■ Selected extract:
• Preeclampsia Registry

The Preeclampsia Registry tops 2,000

What this means for research


The Preeclampsia Registry™ has enrolled more than 2,000 participants since its launch in September 2013. Sponsored by the Preeclampsia Foundation, The Preeclampsia Registry is the first of its kind to focus solely on hypertensive disorders of pregnancy, bringing together survivors, family members, and researchers from all over the world. Its purpose is to develop a comprehensive picture of preeclampsia to help discover preventions and treatments, including ones that will reduce the disorder’s long-term health impact.

As the online patient and family database for those affected by preeclampsia and related hypertensive disorders of pregnancy, The Preeclampsia Registry has been designed to aid and accelerate preeclampsia research. Women who have experienced preeclampsia and related disorders may enroll and participate, along with their family members and even friends who were not affected to serve as research “controls”.


The Preeclampsia Registry captures self-reported and clinical information, and family and pregnancy history. We began collecting biological data earlier this year and are completing our current project of sample collection for the registry’s biobank. So far, we have collected more than 500 samples from preeclampsia survivors and their sisters, partners, and children that will help us study preeclampsia’s connection to cardiovascular disease.


Presently, there are six ongoing research initiatives in different phases of completion. One is looking at the genetics of symptoms that women experience, or don't experience. Another will analyze the 'patient journey' from illness to diagnosis to management.

Each participant’s story, medical and pregnancy history, and ongoing health reporting can help scientists unravel the pieces of the preeclampsia puzzle. By allowing us to review your medical records pertaining to preeclampsia, we are able to verify the information you are entering into the registry. This is very important to some research studies. We encourage participants to provide their full medical records and are here to help them make the request to their doctors and/or hospitals. Overseen by an Institutional Review Board, the registry ensures participants’ privacy and rights in medical research at all times.

■ Entries shown:
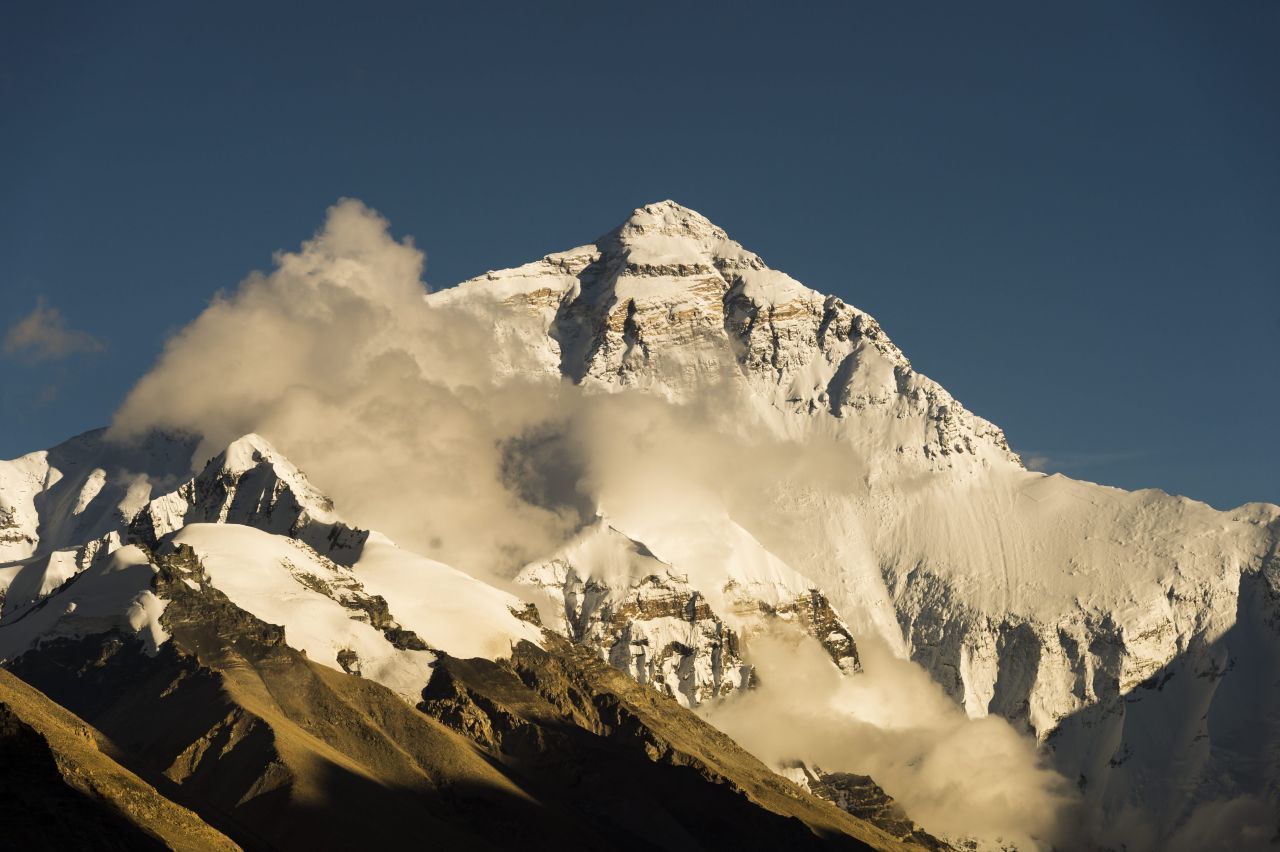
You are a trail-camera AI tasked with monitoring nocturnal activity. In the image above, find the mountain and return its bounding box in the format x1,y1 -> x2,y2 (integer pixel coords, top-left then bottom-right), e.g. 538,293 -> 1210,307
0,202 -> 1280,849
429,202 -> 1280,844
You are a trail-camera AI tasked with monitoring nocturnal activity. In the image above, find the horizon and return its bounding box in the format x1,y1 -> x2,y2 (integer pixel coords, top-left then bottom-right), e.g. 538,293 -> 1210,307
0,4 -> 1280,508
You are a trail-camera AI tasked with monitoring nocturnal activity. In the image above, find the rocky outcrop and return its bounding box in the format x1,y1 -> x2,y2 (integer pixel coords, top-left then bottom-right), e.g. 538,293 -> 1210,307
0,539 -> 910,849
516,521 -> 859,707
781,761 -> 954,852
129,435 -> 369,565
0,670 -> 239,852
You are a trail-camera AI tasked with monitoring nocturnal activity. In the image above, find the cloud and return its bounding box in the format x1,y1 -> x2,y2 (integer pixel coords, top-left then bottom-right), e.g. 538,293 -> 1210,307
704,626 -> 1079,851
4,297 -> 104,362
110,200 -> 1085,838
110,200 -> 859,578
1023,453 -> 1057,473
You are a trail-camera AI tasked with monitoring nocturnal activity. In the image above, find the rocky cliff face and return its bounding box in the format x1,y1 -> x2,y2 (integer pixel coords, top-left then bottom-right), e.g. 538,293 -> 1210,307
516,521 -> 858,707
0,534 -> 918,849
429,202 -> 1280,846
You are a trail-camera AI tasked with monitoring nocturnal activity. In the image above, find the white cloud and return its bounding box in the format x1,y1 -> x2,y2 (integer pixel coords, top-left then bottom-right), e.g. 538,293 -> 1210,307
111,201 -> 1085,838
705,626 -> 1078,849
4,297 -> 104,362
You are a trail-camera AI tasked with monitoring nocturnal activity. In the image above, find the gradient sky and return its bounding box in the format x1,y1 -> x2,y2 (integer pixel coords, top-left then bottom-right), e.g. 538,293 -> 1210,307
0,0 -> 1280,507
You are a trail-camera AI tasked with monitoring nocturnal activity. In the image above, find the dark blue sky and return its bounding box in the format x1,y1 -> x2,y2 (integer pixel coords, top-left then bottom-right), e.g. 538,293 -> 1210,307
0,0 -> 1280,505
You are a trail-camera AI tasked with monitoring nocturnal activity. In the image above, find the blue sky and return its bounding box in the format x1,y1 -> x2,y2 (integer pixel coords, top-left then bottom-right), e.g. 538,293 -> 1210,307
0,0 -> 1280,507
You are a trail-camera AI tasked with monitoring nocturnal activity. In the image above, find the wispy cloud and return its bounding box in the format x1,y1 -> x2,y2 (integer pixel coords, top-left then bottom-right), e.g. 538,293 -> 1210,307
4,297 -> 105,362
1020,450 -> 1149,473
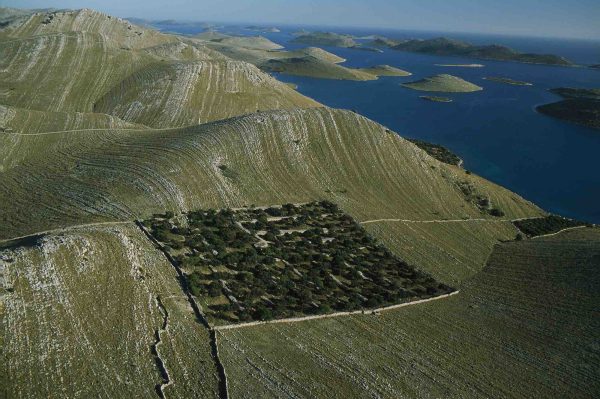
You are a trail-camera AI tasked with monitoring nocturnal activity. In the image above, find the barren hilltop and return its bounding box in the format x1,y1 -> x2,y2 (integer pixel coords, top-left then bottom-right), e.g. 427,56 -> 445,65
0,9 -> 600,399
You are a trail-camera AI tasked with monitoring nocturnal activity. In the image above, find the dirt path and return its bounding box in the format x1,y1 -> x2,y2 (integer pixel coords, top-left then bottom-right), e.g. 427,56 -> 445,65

...

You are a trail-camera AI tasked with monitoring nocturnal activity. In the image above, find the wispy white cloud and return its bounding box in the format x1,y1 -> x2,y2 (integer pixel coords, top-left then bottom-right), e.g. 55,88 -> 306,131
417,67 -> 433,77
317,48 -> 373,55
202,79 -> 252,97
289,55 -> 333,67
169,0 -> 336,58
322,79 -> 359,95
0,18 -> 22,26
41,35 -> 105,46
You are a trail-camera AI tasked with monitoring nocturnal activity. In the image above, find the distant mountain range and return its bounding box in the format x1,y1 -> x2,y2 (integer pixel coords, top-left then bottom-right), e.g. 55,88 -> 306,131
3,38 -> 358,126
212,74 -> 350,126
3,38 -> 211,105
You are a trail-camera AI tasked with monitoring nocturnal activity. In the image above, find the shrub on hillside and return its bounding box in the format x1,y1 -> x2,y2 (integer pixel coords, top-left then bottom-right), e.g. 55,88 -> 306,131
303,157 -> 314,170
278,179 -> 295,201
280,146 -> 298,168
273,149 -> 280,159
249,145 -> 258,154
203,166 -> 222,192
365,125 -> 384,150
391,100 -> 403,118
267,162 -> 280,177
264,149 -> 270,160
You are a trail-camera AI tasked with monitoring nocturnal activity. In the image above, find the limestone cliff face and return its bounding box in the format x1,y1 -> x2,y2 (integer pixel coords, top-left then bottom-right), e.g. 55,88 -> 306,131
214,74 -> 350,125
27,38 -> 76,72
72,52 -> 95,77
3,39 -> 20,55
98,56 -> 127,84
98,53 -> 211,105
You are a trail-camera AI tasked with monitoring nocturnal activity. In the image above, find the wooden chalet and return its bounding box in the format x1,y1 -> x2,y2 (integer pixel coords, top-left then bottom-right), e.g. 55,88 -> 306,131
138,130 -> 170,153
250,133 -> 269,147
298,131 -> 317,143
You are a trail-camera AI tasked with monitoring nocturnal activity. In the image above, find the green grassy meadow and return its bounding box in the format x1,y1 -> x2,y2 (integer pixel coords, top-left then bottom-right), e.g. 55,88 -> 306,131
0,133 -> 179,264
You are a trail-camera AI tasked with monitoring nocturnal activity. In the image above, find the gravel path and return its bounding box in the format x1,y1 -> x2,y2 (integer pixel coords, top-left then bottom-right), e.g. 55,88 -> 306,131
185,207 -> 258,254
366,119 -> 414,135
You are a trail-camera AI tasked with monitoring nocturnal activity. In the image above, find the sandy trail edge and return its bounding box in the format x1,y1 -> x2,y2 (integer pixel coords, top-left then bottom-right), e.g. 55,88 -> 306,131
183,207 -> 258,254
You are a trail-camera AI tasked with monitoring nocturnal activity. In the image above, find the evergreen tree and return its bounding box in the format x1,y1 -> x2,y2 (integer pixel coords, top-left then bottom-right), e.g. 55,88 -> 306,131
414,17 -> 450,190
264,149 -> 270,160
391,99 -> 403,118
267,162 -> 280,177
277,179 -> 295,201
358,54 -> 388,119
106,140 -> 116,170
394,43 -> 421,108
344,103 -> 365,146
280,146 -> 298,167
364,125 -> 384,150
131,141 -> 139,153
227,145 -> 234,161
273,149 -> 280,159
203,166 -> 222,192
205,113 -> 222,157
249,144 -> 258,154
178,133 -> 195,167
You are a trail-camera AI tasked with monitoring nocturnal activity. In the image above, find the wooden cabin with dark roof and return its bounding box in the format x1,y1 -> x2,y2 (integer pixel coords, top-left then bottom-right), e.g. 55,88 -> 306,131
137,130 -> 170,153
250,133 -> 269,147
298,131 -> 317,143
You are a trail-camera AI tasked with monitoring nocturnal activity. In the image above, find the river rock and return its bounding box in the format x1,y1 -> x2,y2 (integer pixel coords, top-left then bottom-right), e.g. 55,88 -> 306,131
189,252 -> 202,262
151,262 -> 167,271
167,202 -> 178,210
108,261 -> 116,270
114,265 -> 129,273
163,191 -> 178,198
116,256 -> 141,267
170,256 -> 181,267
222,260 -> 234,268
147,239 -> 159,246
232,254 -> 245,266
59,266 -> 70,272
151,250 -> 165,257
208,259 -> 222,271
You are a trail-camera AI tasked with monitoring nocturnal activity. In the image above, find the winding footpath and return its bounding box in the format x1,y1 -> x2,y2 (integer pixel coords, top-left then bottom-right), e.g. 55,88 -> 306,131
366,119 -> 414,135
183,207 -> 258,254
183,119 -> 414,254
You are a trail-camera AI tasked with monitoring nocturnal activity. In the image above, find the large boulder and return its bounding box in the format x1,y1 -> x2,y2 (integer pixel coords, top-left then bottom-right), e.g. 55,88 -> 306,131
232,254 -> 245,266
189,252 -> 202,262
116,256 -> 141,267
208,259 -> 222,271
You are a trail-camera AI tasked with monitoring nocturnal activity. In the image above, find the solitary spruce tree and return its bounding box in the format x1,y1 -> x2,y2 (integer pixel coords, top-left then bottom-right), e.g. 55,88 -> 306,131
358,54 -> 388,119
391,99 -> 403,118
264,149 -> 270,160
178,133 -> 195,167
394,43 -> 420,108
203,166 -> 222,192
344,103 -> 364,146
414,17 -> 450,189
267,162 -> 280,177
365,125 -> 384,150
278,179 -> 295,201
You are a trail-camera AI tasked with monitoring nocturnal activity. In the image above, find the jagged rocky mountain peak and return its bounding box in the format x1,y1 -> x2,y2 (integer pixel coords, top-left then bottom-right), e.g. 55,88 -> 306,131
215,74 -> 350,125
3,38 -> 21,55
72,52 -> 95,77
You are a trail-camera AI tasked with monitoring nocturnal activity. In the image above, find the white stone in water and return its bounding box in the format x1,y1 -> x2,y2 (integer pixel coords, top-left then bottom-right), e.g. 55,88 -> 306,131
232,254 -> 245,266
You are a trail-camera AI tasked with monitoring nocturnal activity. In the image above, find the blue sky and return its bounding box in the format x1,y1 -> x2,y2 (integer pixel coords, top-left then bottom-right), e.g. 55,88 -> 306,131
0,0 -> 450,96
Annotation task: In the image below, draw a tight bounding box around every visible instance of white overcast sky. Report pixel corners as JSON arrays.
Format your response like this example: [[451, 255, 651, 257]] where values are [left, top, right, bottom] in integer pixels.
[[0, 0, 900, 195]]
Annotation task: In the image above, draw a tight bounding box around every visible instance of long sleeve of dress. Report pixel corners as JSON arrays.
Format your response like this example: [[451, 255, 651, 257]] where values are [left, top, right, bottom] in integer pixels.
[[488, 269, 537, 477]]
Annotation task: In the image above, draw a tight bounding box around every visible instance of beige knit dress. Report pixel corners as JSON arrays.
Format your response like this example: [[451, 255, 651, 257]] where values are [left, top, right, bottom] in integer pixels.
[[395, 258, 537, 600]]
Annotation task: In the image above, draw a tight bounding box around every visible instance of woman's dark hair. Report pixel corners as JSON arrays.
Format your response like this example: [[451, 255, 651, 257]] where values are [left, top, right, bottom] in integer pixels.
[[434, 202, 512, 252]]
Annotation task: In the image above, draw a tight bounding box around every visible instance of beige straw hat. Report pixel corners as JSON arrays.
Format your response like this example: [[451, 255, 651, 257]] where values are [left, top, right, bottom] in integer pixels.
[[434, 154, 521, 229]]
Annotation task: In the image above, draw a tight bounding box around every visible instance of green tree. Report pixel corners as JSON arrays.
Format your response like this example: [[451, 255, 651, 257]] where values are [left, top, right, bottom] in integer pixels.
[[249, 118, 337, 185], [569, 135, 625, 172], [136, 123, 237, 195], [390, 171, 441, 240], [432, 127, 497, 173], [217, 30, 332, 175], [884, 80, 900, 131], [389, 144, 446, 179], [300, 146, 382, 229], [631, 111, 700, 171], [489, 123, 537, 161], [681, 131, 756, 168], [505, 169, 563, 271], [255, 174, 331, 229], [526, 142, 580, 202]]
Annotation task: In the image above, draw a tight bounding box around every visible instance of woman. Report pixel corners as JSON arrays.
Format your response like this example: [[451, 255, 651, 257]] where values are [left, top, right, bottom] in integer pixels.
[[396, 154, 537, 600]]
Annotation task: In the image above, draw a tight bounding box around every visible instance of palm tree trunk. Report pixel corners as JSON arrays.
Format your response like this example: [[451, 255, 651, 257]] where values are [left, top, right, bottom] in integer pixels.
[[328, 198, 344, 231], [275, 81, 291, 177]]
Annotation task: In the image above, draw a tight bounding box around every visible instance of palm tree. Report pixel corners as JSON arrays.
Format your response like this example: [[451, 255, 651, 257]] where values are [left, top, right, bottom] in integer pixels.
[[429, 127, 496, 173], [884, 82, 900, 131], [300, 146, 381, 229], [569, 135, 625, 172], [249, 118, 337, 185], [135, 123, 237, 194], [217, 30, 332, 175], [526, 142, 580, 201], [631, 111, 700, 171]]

* * *

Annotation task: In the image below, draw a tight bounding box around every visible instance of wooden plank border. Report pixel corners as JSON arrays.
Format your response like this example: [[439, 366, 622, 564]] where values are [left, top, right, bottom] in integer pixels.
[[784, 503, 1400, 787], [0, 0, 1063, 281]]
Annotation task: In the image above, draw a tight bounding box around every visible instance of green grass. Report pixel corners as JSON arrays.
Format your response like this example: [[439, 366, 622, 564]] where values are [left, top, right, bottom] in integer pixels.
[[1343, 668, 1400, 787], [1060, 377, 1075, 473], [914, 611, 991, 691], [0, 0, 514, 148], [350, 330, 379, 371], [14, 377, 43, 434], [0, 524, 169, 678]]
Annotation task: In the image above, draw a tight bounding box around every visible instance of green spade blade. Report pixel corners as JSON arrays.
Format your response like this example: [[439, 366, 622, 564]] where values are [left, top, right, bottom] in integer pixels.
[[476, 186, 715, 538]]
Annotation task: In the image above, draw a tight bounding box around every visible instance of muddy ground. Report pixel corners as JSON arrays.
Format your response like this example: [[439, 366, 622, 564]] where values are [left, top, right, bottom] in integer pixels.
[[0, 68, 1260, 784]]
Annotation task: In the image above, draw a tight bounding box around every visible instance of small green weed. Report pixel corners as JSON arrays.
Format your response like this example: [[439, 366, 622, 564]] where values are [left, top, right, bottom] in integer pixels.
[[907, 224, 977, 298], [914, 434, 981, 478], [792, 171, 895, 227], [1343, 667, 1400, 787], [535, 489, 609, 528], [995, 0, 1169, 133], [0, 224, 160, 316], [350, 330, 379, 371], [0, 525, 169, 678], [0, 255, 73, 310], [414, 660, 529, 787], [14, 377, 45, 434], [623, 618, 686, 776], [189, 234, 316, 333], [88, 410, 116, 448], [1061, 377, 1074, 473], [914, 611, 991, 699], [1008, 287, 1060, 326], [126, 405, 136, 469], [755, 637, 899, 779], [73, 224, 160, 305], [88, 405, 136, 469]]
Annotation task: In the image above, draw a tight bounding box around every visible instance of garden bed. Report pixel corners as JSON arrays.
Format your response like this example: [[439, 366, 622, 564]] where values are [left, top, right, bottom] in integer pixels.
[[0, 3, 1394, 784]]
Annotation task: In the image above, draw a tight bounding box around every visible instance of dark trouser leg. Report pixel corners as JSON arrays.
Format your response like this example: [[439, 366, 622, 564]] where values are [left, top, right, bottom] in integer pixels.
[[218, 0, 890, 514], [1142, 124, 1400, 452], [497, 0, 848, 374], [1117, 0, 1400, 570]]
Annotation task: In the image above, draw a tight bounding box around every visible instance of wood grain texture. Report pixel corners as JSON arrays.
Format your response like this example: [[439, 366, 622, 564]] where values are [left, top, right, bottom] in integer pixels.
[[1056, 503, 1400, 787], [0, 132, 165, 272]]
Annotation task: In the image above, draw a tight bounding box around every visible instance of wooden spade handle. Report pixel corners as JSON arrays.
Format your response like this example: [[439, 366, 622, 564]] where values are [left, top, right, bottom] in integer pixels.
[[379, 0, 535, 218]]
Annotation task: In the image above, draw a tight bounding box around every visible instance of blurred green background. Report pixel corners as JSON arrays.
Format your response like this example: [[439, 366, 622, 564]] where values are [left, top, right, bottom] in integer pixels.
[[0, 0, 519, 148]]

■ What is needed: Could you pick up the article about the Preeclampsia Registry after its final sentence and keep writing it?

■ Output below:
Participants can view charts and graphs in the "How Did Others Respond?" section on their “My Registry” page and may find data interesting to them. They can find out if other participants experienced the same symptoms or treatments. Because confidentiality is our top priority, no names or identifying information appears on the reports and statistics are displayed as percentages. Participants also have the ability to pose their own research questions in the “My Registry” section of this website.


According to Alina Brewer, Research Coordinator for The Preeclampsia Registry, “There’s a tremendous need for cultural diversity in the registry. Studies are most accurate when they can mirror the population affected by a disease, and increasing our racial and ethnic representation will help investigators gain a better understanding of the characteristics of this disease and validate The Preeclampsia Registry as a valuable resource.”

Participants help create a significant resource for researchers to gather data, start new studies, and make discoveries that will positively affect health outcomes for mothers and babies for many generations to come.